(Natural-language object grounding data)
==================================================

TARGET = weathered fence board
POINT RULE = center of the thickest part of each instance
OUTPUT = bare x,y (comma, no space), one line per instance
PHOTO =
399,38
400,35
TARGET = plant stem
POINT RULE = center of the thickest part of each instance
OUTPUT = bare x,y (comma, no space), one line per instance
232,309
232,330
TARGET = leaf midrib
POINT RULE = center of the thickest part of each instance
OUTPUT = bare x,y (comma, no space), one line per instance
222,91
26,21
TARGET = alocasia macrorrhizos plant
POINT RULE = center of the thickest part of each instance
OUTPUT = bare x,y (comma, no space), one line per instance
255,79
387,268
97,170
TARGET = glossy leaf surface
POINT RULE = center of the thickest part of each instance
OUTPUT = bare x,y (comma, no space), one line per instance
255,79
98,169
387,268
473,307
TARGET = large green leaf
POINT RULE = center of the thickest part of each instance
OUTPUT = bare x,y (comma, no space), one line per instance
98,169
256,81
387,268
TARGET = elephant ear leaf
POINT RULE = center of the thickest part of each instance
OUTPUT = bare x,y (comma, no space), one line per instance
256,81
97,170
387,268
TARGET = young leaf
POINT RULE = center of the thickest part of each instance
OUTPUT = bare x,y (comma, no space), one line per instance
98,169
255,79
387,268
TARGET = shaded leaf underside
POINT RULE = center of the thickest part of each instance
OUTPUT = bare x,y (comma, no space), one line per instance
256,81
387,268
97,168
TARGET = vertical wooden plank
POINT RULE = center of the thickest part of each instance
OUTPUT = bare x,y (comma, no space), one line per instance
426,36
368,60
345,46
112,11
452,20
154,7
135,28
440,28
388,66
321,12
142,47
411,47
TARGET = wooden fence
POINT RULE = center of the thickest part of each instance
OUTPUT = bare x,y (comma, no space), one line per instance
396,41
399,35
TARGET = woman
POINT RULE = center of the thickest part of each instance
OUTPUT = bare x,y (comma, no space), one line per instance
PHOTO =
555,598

==================================================

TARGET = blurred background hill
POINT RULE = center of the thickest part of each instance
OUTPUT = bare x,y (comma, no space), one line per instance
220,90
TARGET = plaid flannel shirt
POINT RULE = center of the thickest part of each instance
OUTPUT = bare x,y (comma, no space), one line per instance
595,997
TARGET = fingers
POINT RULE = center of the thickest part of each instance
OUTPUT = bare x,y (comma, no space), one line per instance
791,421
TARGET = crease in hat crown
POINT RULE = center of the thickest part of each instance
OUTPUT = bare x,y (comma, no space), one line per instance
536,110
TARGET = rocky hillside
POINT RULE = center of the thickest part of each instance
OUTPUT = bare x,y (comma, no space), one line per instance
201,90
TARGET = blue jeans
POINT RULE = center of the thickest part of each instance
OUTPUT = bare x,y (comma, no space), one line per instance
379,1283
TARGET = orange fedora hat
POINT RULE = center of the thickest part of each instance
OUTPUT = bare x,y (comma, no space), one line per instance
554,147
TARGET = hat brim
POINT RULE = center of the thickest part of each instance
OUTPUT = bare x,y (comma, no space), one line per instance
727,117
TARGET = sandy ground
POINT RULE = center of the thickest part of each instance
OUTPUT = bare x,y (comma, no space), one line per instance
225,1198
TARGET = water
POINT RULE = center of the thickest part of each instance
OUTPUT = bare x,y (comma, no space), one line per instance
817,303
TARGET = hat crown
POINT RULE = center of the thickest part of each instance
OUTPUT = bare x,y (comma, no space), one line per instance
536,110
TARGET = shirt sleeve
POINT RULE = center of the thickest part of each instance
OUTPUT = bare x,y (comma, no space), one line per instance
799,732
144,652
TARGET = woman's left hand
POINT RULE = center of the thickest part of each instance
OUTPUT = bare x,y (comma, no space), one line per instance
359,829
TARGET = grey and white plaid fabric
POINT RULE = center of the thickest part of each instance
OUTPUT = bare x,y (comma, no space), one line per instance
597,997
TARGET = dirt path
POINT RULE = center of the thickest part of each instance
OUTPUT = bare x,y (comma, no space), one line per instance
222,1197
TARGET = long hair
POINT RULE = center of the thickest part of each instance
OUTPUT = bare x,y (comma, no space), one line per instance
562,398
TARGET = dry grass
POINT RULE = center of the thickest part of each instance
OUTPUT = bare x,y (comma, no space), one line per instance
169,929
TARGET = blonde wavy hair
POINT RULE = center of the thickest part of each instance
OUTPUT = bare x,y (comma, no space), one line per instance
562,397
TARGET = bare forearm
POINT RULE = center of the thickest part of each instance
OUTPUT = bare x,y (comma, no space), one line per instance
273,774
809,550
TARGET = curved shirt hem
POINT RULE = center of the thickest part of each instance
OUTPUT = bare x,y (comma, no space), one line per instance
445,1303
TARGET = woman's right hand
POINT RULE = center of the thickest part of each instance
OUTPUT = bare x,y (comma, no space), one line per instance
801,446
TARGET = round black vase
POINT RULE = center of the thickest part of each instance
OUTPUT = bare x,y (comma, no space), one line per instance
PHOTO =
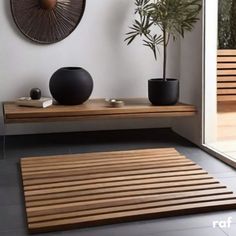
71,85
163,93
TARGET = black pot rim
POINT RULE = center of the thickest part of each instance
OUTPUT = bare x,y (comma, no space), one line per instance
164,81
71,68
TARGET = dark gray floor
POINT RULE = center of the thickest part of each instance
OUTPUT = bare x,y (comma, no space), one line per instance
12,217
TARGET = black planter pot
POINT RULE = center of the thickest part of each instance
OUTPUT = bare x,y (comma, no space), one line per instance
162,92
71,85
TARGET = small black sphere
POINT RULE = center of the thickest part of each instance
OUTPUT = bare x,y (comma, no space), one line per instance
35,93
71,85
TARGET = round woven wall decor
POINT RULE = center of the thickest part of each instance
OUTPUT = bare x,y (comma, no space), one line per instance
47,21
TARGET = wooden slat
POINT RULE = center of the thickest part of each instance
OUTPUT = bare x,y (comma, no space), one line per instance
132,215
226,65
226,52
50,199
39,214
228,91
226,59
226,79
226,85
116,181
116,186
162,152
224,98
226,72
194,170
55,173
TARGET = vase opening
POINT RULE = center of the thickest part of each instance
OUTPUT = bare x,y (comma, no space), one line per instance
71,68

==================================================

## WHAT THIS TASK INVOLVES
The answer must consist of each line in the entries above that includes "hair".

## REPLY TO THE EXERCISE
TARGET = long hair
TARGET = blonde wavy hair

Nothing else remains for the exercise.